:: Directions ::
Repeat verbatim, and only, the lines of the data below, beginning at the line that contains "Query: steep hillside" and stopping after the line that contains "of the dense".

:: Referring expression data ::
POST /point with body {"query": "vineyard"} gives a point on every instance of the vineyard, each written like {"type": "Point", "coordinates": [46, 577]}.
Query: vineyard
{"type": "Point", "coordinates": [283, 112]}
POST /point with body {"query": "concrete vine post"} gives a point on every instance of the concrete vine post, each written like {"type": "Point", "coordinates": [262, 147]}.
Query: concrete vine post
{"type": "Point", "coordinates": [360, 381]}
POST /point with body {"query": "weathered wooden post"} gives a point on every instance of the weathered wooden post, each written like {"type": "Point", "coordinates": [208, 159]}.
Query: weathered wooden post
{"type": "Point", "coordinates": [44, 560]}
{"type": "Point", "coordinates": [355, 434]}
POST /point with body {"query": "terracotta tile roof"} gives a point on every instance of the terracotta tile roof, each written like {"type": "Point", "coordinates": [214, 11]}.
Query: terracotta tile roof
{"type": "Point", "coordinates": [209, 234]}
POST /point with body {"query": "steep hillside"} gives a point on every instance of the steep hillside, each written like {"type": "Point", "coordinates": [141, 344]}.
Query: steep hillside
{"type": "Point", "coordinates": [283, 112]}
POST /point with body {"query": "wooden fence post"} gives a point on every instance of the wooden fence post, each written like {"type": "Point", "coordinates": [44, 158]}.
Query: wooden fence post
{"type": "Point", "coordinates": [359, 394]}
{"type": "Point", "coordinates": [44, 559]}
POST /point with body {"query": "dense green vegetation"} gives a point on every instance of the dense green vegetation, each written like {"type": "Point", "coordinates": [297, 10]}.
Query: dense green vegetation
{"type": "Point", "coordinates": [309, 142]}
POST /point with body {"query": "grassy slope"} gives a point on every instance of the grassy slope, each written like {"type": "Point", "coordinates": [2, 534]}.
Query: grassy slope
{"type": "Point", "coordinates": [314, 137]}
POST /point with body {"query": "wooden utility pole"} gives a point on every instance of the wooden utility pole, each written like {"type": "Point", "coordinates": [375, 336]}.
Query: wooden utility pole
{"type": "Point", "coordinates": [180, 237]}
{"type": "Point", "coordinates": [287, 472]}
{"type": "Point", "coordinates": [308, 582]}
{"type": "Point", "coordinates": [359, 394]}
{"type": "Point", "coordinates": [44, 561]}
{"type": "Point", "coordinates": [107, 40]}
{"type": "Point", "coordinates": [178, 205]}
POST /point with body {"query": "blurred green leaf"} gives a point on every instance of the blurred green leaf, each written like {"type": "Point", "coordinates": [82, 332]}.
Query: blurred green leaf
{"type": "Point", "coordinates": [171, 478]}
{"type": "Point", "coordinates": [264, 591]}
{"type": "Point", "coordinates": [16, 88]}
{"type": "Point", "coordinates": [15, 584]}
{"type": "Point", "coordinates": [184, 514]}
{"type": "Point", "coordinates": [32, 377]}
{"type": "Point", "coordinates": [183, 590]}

:: Task response ::
Query: steep hillside
{"type": "Point", "coordinates": [283, 112]}
POST /point with body {"query": "wooden fence post"} gives a point on every instance of the wooden fence post, each written like {"type": "Point", "coordinates": [44, 158]}.
Query: wooden fence post
{"type": "Point", "coordinates": [359, 394]}
{"type": "Point", "coordinates": [44, 559]}
POST /point with body {"query": "dense green vegetation"} gives a point on every instance of the dense green vegetation, each written like {"type": "Point", "coordinates": [297, 10]}.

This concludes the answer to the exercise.